▸ Zadanie do wykonania: Podejmij tekst o Funduszu Kościelnym i dopisz jego dalszy ciąg, zaczynając po ostatnim zdaniu.

▸ Fragment do przeczytania:
▬▬▬

Skierowanie projektu ustawy dot. Funduszu Kościelnego do dalszych prac legislacyjnych musi być poprzedzone zawarciem umowy
- powiedział sekretarz Konferencji Episkopatu Polski bp Wojciech Polak. KEP chce rozliczenia Funduszu i liczy na dalsze rozmowy z rządem.
Chodzi o umowę pomiędzy rządem a episkopatem w sprawie zastąpienia Funduszu Kościelnego dobrowolnym odpisem podatkowym. Bp Polak podkreślił, że konieczność podpisania takiego dokumentu była jednym z ustaleń zespołów konkordatowych: rządowego i kościelnego. Zaznaczył, że sprawa ta nie była kwestionowana przez ministra administracji i cyfryzacji Michała Boniego.

▬▬▬

▸ Wybrane dane:
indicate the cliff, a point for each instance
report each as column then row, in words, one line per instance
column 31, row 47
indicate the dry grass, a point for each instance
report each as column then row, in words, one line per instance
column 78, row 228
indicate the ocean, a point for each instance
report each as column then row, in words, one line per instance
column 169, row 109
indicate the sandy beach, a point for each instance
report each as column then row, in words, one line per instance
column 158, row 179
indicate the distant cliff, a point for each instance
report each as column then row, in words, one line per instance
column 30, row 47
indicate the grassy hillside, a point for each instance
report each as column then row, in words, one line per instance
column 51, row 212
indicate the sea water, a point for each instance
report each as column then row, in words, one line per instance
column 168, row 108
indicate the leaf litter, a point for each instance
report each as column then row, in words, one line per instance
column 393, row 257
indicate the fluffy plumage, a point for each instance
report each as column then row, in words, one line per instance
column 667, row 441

▬▬▬

▸ Odpowiedź na zadanie:
Sekretarz KEP przypomniał, że zasadnicze ustalenia dotyczące Funduszu Kościelnego dotyczyły zaakceptowania rozpoczęcia prac nad przekształceniem Funduszu Kościelnego w dobrowolny odpis podatkowy i wysokości tego odpisu -tj. ostatecznie przyjęte 0,5 proc.
Metropolita warszawski kard. Kazimierz Nycz mówił dziennikarzom, że brak akceptacji uwag strony kościelnej będzie oznaczał konieczność powrotu do negocjacji. Zaznaczył, że nie dotyczyłyby one kwestii wysokości odpisu, gdyż jest ona już ustalona i zaakceptowana przez obydwie strony.
MAC pod koniec lipca skierowało do konsultacji społecznych projekt ustawy wprowadzającej dobrowolny odpis podatkowy na rzecz Kościołów i związków wyznaniowych. Zgodnie z projektem proponowane rozwiązania mają wejść w życie 1 stycznia kolejnego roku, po zdjęciu przez Komisję Europejską z Polski procedury nadmiernego deficytu budżetowego.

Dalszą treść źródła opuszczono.